Instructions for the task: Please pick out every line in the listing below that contains the word "green" and copy each one in full. Case counts.

Data for this task:
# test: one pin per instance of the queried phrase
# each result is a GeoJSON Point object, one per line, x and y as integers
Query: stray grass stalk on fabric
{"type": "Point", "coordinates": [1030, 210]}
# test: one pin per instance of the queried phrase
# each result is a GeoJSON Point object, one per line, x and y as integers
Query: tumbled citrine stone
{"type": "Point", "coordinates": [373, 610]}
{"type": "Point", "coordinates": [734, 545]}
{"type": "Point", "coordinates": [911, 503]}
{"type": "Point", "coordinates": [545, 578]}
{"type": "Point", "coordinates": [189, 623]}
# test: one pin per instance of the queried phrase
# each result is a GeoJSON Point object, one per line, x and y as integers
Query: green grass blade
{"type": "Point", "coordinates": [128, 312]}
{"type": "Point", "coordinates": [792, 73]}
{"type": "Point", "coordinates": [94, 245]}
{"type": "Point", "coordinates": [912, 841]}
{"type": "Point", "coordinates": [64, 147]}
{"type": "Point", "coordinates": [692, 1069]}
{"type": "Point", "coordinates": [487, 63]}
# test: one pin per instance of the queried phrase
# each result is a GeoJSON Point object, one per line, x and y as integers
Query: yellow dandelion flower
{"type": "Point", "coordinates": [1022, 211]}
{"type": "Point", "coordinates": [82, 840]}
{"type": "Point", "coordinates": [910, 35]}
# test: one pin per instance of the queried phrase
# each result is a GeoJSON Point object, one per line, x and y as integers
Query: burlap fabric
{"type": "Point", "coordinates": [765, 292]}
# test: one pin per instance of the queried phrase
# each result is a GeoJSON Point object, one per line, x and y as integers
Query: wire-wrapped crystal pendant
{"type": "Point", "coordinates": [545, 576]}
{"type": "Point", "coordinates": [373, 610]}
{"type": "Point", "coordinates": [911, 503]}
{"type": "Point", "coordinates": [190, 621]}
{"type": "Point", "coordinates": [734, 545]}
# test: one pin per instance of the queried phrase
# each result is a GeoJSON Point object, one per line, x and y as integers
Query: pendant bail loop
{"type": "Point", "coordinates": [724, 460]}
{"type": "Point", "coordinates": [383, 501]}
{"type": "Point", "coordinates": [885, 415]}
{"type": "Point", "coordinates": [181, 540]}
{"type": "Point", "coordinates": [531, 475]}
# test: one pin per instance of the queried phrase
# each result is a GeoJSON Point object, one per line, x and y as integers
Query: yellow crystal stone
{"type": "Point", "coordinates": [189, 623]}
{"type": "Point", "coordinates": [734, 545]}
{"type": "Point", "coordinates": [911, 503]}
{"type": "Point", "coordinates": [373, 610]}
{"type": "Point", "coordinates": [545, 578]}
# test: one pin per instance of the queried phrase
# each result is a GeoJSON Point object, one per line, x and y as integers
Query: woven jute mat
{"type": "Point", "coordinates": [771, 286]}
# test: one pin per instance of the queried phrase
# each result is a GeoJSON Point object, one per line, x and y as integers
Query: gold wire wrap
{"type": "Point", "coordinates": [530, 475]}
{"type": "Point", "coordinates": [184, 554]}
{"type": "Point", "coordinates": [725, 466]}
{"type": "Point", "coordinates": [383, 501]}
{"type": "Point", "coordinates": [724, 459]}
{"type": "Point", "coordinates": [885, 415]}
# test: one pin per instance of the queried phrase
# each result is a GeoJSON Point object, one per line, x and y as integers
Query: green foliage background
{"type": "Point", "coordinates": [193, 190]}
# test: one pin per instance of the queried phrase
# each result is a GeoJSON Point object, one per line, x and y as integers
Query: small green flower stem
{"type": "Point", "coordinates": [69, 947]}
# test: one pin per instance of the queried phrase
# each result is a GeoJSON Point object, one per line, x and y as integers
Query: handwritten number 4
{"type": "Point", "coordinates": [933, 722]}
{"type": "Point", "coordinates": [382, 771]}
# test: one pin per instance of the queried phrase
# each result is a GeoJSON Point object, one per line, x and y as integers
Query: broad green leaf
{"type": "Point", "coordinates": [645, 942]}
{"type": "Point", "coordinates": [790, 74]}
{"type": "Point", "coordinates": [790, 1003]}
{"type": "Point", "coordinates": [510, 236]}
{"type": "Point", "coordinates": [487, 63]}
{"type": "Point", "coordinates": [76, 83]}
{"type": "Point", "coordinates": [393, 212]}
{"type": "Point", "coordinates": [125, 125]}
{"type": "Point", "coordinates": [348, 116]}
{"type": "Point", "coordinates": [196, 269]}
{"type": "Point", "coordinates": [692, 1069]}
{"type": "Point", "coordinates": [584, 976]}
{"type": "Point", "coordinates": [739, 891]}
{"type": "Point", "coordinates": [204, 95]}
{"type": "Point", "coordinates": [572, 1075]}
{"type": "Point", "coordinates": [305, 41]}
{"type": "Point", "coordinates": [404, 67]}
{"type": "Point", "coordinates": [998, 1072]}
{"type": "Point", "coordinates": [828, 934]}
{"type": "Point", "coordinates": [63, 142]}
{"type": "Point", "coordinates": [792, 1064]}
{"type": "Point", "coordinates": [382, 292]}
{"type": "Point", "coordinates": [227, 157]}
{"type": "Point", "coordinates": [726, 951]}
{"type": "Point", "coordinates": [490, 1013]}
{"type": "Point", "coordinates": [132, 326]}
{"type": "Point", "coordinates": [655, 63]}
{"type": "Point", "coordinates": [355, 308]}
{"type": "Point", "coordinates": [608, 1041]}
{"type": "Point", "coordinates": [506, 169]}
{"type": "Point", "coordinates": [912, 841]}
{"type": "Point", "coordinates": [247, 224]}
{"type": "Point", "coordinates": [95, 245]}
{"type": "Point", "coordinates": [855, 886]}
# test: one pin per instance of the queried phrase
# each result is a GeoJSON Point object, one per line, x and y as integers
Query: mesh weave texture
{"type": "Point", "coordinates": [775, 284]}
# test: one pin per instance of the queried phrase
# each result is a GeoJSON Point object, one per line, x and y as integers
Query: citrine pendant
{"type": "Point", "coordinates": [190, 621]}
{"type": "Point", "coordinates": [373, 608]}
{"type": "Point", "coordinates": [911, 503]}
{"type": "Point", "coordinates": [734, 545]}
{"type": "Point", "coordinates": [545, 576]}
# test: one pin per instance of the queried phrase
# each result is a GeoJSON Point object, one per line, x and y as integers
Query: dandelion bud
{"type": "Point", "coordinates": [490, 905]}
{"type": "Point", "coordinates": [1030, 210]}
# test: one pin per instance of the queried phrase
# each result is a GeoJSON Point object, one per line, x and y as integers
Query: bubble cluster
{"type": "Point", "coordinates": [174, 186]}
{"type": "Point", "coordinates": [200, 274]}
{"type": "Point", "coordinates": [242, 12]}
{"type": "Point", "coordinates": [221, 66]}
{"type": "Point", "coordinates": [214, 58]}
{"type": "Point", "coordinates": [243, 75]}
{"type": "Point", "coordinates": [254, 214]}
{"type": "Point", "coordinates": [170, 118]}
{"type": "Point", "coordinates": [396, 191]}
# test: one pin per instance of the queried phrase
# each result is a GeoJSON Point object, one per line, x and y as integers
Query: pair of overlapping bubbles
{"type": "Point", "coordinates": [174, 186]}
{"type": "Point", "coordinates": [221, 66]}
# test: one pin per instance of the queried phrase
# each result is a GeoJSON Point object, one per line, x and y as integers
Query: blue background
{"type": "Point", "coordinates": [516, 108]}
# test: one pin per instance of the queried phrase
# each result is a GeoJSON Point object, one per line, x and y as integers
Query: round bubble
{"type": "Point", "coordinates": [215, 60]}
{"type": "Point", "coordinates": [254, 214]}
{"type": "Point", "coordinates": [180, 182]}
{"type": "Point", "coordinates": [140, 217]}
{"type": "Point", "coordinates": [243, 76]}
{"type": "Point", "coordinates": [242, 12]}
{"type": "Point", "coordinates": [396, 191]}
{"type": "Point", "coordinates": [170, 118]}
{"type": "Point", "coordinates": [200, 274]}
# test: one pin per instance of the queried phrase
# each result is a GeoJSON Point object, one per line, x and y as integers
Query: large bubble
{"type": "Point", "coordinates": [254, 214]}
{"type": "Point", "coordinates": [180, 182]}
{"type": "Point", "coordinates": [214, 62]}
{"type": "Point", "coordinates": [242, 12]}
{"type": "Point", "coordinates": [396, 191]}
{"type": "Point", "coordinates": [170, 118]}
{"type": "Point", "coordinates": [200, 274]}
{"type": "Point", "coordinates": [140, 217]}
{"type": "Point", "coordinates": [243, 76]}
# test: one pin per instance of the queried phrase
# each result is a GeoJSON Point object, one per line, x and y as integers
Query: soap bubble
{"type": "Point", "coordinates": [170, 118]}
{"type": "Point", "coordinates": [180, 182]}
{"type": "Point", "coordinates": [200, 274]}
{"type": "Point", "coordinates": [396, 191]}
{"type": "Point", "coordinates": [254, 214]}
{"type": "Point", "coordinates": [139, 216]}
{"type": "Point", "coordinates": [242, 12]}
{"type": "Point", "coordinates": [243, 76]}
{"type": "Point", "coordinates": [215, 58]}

Solution:
Query: green grass blade
Query: green foliage background
Query: small green flower stem
Query: broad green leaf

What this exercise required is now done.